━━━━━ EXERCISE INPUTS

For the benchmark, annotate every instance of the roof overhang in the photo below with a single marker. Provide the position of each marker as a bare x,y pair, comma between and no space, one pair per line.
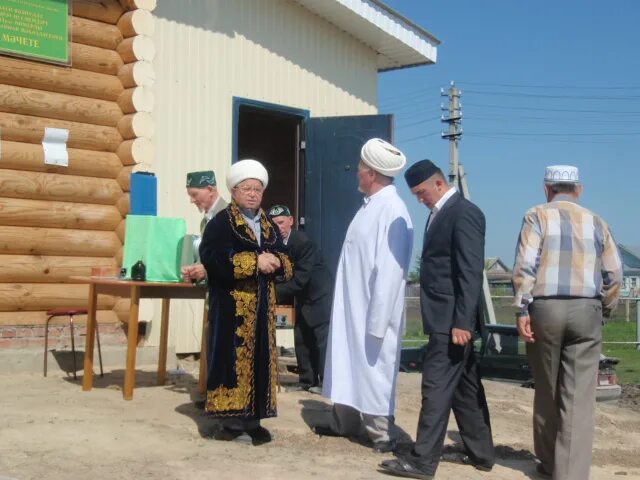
399,42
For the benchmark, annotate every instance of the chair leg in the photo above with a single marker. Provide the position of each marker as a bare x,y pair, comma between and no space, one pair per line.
46,343
73,347
99,351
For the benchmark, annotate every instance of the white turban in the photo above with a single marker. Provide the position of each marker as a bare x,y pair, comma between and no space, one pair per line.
244,169
561,174
383,157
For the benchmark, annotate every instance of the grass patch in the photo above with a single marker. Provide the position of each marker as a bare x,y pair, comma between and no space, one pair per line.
615,330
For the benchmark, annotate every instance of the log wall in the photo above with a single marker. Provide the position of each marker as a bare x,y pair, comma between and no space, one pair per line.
57,222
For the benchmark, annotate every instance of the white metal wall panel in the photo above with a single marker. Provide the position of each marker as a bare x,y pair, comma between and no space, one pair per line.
209,51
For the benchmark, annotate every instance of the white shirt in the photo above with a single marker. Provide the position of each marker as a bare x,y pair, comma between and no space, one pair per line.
363,351
439,204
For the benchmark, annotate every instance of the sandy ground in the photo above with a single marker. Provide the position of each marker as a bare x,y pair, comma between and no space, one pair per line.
51,429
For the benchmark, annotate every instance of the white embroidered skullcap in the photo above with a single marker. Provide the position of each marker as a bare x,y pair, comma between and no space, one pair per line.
561,174
383,157
244,169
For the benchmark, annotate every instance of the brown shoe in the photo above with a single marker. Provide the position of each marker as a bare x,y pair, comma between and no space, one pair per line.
401,467
540,470
466,460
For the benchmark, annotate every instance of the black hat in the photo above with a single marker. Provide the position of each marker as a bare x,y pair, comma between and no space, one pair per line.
419,172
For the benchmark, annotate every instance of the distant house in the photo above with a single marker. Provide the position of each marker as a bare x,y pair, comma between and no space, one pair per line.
498,276
630,270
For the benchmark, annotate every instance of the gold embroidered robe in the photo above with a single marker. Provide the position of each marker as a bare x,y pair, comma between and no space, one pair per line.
242,377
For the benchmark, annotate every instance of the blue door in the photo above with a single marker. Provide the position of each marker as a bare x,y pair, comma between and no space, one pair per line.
331,196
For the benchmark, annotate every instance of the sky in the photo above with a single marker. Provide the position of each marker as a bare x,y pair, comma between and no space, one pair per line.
543,83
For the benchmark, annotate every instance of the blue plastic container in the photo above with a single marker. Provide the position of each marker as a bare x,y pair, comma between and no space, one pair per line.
144,194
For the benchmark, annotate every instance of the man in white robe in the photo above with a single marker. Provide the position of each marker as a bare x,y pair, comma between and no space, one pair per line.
363,352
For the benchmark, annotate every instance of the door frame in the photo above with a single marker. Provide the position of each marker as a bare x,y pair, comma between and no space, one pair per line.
238,102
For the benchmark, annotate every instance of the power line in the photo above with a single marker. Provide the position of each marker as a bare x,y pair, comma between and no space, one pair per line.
572,87
563,134
407,140
549,140
548,120
417,123
506,107
564,97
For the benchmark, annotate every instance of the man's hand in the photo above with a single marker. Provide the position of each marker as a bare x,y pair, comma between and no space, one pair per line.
268,263
193,273
460,337
524,329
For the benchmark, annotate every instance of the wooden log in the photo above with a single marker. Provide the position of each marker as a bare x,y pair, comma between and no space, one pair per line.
27,101
138,48
120,230
58,241
25,128
124,204
48,268
95,59
135,4
96,34
137,74
138,99
52,78
136,22
63,188
20,212
40,296
138,150
108,11
85,163
133,125
40,317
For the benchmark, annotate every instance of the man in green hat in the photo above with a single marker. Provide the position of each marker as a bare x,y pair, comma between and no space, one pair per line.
312,289
203,192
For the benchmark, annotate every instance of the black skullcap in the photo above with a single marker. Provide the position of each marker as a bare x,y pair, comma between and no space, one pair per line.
419,172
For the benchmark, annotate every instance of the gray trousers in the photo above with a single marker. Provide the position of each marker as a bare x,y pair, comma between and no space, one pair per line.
564,360
349,422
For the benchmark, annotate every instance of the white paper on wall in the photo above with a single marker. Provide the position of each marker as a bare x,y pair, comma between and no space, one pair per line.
54,144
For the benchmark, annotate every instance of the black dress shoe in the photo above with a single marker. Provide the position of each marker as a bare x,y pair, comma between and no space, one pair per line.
401,467
228,435
260,435
466,460
540,470
384,447
325,431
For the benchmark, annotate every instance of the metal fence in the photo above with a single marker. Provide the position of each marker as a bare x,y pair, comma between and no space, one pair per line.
628,310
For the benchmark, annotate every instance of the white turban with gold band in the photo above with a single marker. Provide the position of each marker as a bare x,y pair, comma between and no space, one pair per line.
383,157
245,169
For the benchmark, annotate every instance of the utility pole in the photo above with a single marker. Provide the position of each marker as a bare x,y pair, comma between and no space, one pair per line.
457,177
454,119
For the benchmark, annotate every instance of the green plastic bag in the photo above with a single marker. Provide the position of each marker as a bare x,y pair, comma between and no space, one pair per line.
157,241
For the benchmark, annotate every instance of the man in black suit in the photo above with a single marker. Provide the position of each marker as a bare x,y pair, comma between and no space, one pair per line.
450,291
311,287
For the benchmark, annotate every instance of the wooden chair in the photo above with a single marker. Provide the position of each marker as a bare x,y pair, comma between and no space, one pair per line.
68,312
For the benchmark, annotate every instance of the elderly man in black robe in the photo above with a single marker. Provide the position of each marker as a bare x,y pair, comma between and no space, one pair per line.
243,253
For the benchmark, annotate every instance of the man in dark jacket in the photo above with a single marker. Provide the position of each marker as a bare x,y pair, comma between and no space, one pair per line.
311,287
450,292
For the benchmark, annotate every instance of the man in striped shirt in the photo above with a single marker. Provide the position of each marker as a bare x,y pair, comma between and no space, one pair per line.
566,278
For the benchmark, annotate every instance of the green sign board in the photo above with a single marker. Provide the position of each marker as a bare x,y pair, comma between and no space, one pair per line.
36,29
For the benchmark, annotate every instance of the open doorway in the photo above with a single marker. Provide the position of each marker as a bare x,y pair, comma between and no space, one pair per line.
272,134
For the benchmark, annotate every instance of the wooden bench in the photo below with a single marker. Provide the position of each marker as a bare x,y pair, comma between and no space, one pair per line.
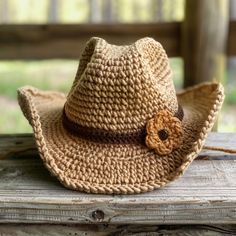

━━━━━━━━━━

WHAT TO WORK ON:
How many lines of the records above contain the string "wall"? Reply with the number only.

WRITTEN RESPONSE:
3